As the three most successful companies in China’s internet sector, BAT has leveraged its sophisticated financial strategies and substantial resource reserves to expand aggressively across the domestic internet landscape, aiming to build its own “ecological empire.” Data shows that 80% of the top 30 new elites in China’s internet industry are backed by BAT.
As globalization accelerates, the BAT companies (Baidu, Alibaba, and Tencent) have begun to expand into international markets, with overseas investment serving as a key strategic priority. In terms of investment logic, Baidu and Alibaba adhere to their core strategic lines: the former favors artificial intelligence and autonomous driving, while the latter focuses on consumer sectors such as clothing, food, housing, and transportation. In contrast, Tencent has fully adopted an “investment banking” model, collaborating with top-tier global investment firms such as Sequoia Capital, Y Combinator, and NEA to pursue a diversified investment portfolio, with healthcare startups representing a major focus area.
VCBeat (WeChat ID: vcbeat) has mapped out the overseas healthcare investment strategies of BAT, focusing on their investment logic and subsequent moves.
Baidu Prioritizes Technology, Alibaba Focuses on Consumer Entertainment, and Tencent Has Extensive Reach
BAT’s overseas investments have continued their robust momentum seen in China. According to Crunchbase data, in 2017, Baidu made six overseas investments, Alibaba ten, and Tencent twenty.
Among them, Tencent has the broadest investment scope, with investments spanning the United States, Canada, Germany, Thailand, India, and other regions, covering sectors such as artificial intelligence, culture and entertainment, finance, e-commerce, and healthcare. Alibaba primarily focuses its investments on Southeast Asia, mainly in the fields of e-commerce and new retail. Baidu’s investment efforts are chiefly directed toward the United States, with a focus on enterprise services and artificial intelligence.

The 2017 investment data of BAT also reveals the differing development strategies of the three companies. Baidu, founded and built on technology, has recently announced its “All-in AI” strategy, seeking to acquire cutting-edge technologies in this field through investments to lay the foundation for future growth. Alibaba, which started with e-commerce, focuses its core business on the consumer sector. In recent years, it has prioritized “Big Entertainment” and “New Retail,” a strategic approach that extends to its overseas investments as well.

**Provided material:**
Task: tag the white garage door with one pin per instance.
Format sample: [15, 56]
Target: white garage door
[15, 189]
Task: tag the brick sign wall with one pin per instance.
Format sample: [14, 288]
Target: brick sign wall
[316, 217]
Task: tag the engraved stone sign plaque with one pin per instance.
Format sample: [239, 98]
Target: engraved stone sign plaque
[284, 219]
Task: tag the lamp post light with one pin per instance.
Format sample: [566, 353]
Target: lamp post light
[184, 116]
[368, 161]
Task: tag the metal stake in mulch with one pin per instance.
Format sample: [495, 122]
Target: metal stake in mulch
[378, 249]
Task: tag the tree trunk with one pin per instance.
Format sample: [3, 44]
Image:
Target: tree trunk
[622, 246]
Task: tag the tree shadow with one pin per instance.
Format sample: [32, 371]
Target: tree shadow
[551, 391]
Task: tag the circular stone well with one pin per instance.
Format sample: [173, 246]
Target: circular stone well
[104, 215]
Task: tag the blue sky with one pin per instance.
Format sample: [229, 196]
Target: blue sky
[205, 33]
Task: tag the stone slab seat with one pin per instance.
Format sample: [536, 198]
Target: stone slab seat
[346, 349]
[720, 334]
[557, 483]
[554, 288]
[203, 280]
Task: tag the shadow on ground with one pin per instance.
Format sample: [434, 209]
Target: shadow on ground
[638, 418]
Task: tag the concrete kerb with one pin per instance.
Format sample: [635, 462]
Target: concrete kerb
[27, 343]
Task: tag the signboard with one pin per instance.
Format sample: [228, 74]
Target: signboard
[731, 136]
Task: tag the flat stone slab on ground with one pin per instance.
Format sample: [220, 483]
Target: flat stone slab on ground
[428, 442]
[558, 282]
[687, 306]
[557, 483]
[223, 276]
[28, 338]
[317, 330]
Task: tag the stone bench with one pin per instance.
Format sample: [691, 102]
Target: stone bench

**Requirement:**
Continue the article on BAT's overseas investments from the point where it stops.

**Reply to the task:**
The core keyword of Tencent’s development is “connection,” encompassing connections between people, between people and information, and between businesses and consumers. Following the implementation of its “open” strategy, Tencent has primarily pursued emerging opportunities (“windfalls”) through investment partnerships or by providing traffic gateways. As a result, Tencent boasts the broadest reach and has entered the widest array of industry sectors.
Overview of BAT's Overseas Healthcare Investments
Baidu has not been active in overseas investments, particularly in the healthcare sector. However, since the beginning of 2018, Baidu has made three healthcare investments outside mainland China. Alibaba invested last year in a diabetes management company based in Taiwan, China, and a genomics company in Hong Kong, China.
Tencent began its expansion into the overseas healthcare sector in 2015, cumulatively investing in 14 projects primarily located in the United States. These investments span multiple fields, including smart hardware, medical big data, genomics, and telemedicine. The majority of these are early-stage projects, with relatively modest investment scales.
BAT Overseas Healthcare Investment Data

Data sources: Crunchbase, VCBeat
Interestingly, Baidu and Tencent jointly invested in the AI drug discovery company Atomwise this March, marking their only overlap in overseas healthcare investments.
Atomwise’s primary research focus is leveraging artificial intelligence to accelerate compound screening and facilitate new drug discovery. Founded in 2012, the company has raised over $51 million in funding to date. Atomwise aims to reduce the financial costs and time researchers spend on identifying drug compounds, with more than 50 R&D projects currently underway. The company collaborates with major pharmaceutical firms, biotechnology companies, and university research laboratories to expedite the discovery of novel drug candidates for neurological disorders, cancer, and other diseases.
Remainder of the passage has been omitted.